● **What you will do**: Reproduce every line of the rows below, requests included, and add -13 to each bounding box coordinate in the answers. Leave all other text unchanged.

########################################

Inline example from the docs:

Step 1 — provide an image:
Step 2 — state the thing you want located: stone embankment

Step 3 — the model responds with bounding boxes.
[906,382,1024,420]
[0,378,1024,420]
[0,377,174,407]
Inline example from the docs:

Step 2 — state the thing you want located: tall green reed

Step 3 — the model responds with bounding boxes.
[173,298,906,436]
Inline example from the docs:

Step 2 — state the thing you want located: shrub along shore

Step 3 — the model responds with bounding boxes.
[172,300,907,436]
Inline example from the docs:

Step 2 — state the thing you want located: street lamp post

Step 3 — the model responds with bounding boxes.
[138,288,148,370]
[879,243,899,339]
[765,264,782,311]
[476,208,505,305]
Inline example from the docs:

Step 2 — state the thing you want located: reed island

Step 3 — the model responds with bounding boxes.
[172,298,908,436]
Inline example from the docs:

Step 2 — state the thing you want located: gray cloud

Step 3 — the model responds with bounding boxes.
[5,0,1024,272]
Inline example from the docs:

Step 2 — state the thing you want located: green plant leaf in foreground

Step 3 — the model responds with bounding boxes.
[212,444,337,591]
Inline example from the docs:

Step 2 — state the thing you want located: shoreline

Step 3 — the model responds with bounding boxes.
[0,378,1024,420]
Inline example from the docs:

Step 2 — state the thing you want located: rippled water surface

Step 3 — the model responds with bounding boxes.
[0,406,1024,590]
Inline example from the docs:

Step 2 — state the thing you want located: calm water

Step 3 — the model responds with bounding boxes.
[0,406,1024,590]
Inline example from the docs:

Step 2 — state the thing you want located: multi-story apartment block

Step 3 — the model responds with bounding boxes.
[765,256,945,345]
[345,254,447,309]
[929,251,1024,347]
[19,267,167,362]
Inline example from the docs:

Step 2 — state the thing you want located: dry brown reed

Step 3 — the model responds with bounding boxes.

########################################

● **Task solution**:
Inline example from the docs:

Step 1 — provide an image:
Step 2 — state the thing you want located: stone embankment

Step 3 — the model responds with bounding boxes.
[893,369,1011,407]
[-13,365,1011,407]
[-13,364,161,394]
Inline example from the docs:

Step 2 — state the thing you want located: tall green reed

Step 3 — the model responds with bounding boxes.
[160,285,893,423]
Inline example from the docs:

Step 2 — state the thing you want located: shrub along shore

Step 3 — the model responds with bounding boxes.
[159,287,894,423]
Inline example from the docs:

Step 2 — state the thing you want located: street lamp post

Step 3 — the model responds with bounding boxes.
[125,275,135,357]
[866,230,886,326]
[752,251,769,298]
[463,195,492,292]
Inline example from the docs:

Step 2 — state the thing you want located: reed island

Step 3 — the model responds with bounding boxes.
[159,285,895,423]
Inline example from the docs:

Step 2 — state the thing you want located: gray cloud

Step 3 — the model responds with bounding boxes.
[-8,-13,1011,259]
Inline example from the docs:

Step 2 — state the thing you want located: green plant leaf in foreground

Step 3 — the model responds with bounding boxes.
[199,431,324,578]
Inline example from the docs:

Step 2 — state the thing you want located: shoreline

Step 3 — the model responds with bounding boxes.
[-13,365,1011,407]
Inline example from the docs:

Step 2 — state the thing you want located: rippled water surface

Step 3 — the model responds with bounding boxes.
[-13,393,1011,577]
Inline example from the docs:

Step 2 — state the thing you want located: calm water

Step 3 — the model responds with bounding boxes.
[-13,393,1011,577]
Inline example from the docs:

Step 2 — state the thing you want located: multi-story apartment block

Step 3 — the model responds with bounding boxes.
[752,243,932,332]
[332,241,434,296]
[916,238,1011,334]
[6,254,154,349]
Inline example from the docs:

Step 2 — state the thing you want located: dry brown reed

Step 3 — the model responds with bounding boxes.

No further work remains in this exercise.